WHAT TO PRODUCE → Within the records below, find each line with the word "jersey" and copy it out.

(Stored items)

*** Begin section ***

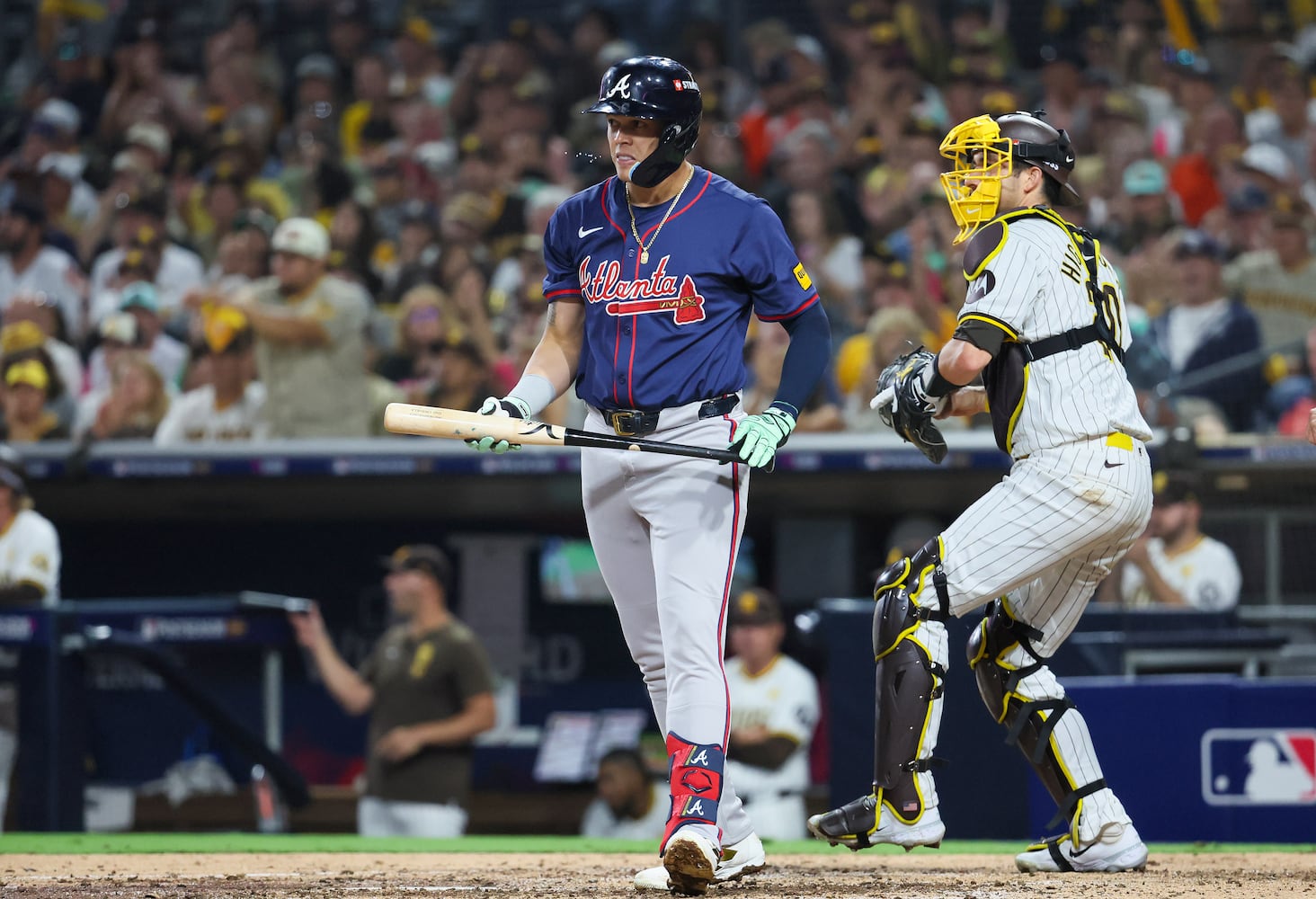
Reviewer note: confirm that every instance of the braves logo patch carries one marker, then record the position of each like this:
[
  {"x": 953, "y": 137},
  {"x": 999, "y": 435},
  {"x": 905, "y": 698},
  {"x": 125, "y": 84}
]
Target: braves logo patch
[
  {"x": 803, "y": 277},
  {"x": 982, "y": 286},
  {"x": 1258, "y": 766}
]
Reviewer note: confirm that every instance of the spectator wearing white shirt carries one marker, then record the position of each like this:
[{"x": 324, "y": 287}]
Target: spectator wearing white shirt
[
  {"x": 70, "y": 201},
  {"x": 179, "y": 269},
  {"x": 29, "y": 266},
  {"x": 228, "y": 407},
  {"x": 29, "y": 575},
  {"x": 169, "y": 354},
  {"x": 628, "y": 806}
]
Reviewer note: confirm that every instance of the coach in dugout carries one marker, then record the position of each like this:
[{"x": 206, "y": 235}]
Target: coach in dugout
[
  {"x": 29, "y": 574},
  {"x": 428, "y": 688},
  {"x": 774, "y": 711}
]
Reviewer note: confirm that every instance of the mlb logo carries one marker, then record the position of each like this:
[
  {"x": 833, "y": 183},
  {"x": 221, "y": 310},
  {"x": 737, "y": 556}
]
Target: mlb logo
[{"x": 1258, "y": 766}]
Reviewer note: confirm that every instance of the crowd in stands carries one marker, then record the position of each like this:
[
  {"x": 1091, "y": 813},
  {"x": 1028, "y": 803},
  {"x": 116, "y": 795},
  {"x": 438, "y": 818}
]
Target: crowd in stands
[{"x": 149, "y": 153}]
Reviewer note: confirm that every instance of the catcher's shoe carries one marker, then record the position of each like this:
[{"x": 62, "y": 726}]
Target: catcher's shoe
[
  {"x": 856, "y": 825},
  {"x": 739, "y": 859},
  {"x": 1123, "y": 852},
  {"x": 691, "y": 862}
]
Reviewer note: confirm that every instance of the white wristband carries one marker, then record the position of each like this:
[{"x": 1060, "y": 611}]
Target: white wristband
[{"x": 536, "y": 391}]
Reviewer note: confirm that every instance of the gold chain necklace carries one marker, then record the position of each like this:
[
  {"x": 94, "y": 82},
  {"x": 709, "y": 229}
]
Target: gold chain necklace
[{"x": 644, "y": 250}]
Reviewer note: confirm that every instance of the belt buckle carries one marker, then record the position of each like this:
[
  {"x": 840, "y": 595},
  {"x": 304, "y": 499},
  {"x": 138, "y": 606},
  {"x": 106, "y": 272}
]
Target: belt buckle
[{"x": 615, "y": 419}]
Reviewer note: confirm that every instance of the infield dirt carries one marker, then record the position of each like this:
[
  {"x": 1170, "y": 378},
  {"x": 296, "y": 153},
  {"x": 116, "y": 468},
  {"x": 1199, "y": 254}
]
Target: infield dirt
[{"x": 844, "y": 876}]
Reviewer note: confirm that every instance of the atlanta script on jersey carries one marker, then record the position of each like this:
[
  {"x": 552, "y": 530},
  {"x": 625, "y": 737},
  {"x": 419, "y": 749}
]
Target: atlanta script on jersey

*** End section ***

REPLY →
Reviewer note: confirm that every instance of the atlanta script on jersey carries one marker, then record the position of each like this:
Target: atlanta script on jersey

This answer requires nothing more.